[Records excerpted from a collection]

>>>

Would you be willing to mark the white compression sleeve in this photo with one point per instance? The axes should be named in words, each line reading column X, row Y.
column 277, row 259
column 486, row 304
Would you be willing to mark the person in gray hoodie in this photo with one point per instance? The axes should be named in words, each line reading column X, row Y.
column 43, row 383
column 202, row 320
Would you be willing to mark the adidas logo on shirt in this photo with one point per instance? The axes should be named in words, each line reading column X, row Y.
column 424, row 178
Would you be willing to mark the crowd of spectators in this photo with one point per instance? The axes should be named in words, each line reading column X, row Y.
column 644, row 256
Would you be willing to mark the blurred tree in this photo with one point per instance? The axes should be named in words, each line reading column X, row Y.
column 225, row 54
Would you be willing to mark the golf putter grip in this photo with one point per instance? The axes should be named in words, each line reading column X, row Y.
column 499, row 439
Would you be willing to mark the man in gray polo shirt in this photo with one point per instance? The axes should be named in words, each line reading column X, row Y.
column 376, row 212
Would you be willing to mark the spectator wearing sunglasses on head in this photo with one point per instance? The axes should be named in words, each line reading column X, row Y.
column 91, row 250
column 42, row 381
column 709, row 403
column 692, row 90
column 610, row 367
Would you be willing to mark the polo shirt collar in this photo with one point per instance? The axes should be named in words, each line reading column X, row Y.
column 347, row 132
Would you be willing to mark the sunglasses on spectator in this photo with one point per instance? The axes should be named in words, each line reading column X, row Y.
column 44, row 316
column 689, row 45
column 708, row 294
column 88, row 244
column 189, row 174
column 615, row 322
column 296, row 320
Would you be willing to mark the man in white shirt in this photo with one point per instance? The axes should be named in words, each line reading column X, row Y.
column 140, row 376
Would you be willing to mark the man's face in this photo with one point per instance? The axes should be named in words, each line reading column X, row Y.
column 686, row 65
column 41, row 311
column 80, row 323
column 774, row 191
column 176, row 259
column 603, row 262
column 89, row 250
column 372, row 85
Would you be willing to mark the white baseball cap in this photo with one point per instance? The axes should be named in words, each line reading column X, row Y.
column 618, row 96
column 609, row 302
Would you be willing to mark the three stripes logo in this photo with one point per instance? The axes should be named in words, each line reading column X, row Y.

<<<
>>>

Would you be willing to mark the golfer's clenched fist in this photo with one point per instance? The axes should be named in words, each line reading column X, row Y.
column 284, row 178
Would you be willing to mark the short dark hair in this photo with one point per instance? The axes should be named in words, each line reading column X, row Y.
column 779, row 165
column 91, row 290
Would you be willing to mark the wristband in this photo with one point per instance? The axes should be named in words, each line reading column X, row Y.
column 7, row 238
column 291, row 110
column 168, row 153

<<<
>>>

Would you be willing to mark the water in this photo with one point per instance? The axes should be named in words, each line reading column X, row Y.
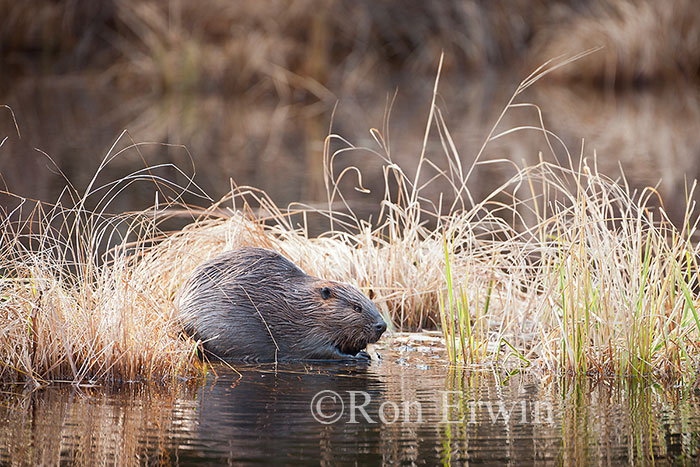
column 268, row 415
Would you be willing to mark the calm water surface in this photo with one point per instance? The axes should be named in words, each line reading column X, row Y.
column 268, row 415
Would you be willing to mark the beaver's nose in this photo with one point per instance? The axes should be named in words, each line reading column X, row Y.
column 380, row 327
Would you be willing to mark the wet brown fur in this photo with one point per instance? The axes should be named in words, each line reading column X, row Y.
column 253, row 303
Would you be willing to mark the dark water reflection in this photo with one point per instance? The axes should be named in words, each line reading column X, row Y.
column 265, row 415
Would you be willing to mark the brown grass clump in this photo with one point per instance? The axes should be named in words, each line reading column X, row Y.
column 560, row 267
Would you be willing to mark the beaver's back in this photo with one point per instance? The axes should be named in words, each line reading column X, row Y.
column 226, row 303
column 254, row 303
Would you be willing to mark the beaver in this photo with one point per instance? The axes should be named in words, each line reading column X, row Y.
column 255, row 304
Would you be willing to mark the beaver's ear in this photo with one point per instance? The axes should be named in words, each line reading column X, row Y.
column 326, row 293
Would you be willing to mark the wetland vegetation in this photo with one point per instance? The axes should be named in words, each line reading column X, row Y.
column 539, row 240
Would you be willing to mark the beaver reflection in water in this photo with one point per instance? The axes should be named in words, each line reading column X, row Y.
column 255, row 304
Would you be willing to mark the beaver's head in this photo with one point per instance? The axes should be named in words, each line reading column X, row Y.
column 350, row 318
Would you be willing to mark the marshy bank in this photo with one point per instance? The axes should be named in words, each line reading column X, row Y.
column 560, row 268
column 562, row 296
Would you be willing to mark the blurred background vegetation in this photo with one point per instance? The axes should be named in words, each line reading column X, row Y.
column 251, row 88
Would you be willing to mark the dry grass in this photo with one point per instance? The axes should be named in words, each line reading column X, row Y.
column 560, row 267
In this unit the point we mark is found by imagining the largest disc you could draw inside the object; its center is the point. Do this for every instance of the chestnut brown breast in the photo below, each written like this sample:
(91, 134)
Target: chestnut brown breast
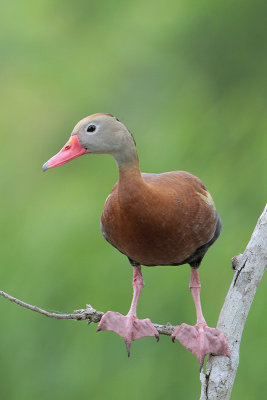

<<<

» What the exercise asks
Read through the lines above and collect those that contain the string "breast".

» Reply to the task
In this unit the point we mark is found by imagining the largest disc you could draw inside the object; its center is the point. Do this for every instance of the chestnut brown breast in the photo below, each written like this sample:
Target: chestnut brown breast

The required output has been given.